Nick Shah, Chris Amos and Jesse Pujji met in the context of Leadership in the Business World (LBW), a summer program for rising high school seniors interested in Wharton and entrepreneurship. That teenage bond survived through four years in Wharton’s undergraduate program. Not just survived, but strengthened by a dream of where they would go together.

“We had built up this vision for a partnership, and it was kind of our dream all along,” Amos says.

As dreams do, theirs got deferred for a few years. Amos worked in finance, first at Morgan Stanley, then with the Carlyle Group. Shah had been in New York and India with Morgan Stanley through 2009, with plans to join a hedge fund in New York. Pujji went into consulting with McKinsey, then finance with Goldman Sachs.

CHALLENGES:
[1] From the passage about the three Wharton friends, list every company named as a place where one of them worked.
[2] Continue the passage about the three Wharton friends, starting right after its last sentence.

SOURCE EXCERPT:
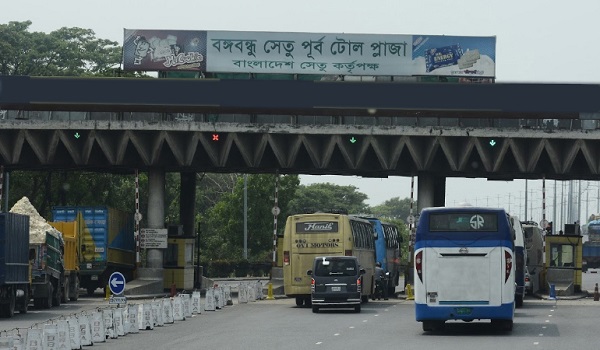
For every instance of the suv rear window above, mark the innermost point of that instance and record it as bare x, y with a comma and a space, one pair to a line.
340, 267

ANSWERS PER TASK:
[1] Morgan Stanley, the Carlyle Group, McKinsey, Goldman Sachs

[2]
Then came the financial crisis. It was a natural time anyway for people their age—mid-20s—to go for an MBA, and the Great Recession certainly sped up the herd. Meanwhile, the hedge fund at which Shah had a job folded. In other words, for all of them, the crisis provided a moment to reconsider next steps. Shah recalls regularly calling his friends during this evaluative phase. What did he want to do next? What did they want to do? What about that dream, this itch, that all three of them still had?

The answer to that question was Ampush—but not before a full year during which the trio explored what pursuit would suit their strengths and backgrounds. They came to realize that they could apply their rigorous quant skills to an exploding trend: mobile advertising. Advertising was (and still is) going digital, toward real-time and programmatic ads served and embedded on social platforms, and driven by the flood of social, customer and other data. The business is going from “mad men to math men,” as Amos puts it.

“That just seemed fascinating to us and was clearly an industry in transition,” Shah says. “It hit all our core strengths.”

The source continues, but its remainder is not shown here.